→ EXERCISE TASK 1: Name every software product or platform mentioned in the text below on setting up Jitsu and Metabase.

→ TEXT SEGMENT:
-- begin --

These services, now running smoothly in your Gitpod workspace, are ready to handle real-time data processing and visualization, allowing you to dive right into the project.

oceanbase database


Setting up Jitsu and Metabase

Once your Gitpod environment is up and running, the next step is to configure Jitsu and Metabase to connect with OceanBase.

Jitsu Setup

In Jitsu, the first thing you need to do is to add a new data destination. Since OceanBase is compatible with MySQL, you can select the MySQL database type from the list. As Jitsu and OceanBase are running in the same network within your Gitpod workspace, you can use localhost or 127.0.0.1 as the hostname. The port to connect to OceanBase is 2881.

oceanbase database


In Jitsu, you can also add a website that sends the data. Remember to store the write keys for both frontend and backend.

-- end --

→ MATERIAL FOR THE TASK:
-- begin --

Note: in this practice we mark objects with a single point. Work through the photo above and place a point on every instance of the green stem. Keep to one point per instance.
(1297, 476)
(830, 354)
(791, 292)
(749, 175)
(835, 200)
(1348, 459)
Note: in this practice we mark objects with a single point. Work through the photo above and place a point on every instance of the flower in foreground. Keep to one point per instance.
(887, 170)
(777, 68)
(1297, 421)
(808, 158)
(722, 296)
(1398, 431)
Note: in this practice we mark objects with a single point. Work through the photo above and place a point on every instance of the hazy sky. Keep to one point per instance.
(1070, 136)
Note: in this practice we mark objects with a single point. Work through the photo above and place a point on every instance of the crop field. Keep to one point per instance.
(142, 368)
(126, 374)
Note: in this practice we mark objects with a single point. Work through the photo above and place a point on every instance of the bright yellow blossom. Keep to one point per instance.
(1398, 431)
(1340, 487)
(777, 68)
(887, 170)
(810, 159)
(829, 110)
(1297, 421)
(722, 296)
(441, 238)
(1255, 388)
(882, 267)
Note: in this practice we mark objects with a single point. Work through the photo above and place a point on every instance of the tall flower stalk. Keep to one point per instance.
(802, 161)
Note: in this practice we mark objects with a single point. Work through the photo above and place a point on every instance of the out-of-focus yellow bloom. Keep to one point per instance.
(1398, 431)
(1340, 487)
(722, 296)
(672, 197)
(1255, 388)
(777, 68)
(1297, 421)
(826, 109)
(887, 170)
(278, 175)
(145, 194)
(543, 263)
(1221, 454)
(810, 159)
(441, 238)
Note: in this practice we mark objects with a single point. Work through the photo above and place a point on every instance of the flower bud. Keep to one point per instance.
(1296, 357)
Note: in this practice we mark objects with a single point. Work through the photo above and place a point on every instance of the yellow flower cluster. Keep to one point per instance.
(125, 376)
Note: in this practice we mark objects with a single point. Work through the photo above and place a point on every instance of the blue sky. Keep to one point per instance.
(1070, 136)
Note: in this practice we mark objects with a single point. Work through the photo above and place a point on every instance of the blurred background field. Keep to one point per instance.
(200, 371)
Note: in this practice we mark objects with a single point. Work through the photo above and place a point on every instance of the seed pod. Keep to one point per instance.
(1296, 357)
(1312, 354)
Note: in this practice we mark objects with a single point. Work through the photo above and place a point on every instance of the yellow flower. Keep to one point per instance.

-- end --

→ EXERCISE TASK 2: Rewrite the rows above as a numbered list, starting at the first row and ending at the line containing "(1348, 459)".

→ EXERCISE RESPONSE 1: Gitpod, Jitsu, Metabase, OceanBase, MySQL

→ EXERCISE RESPONSE 2:
1. Note: in this practice we mark objects with a single point. Work through the photo above and place a point on every instance of the green stem. Keep to one point per instance.
2. (1297, 476)
3. (830, 354)
4. (791, 292)
5. (749, 175)
6. (835, 200)
7. (1348, 459)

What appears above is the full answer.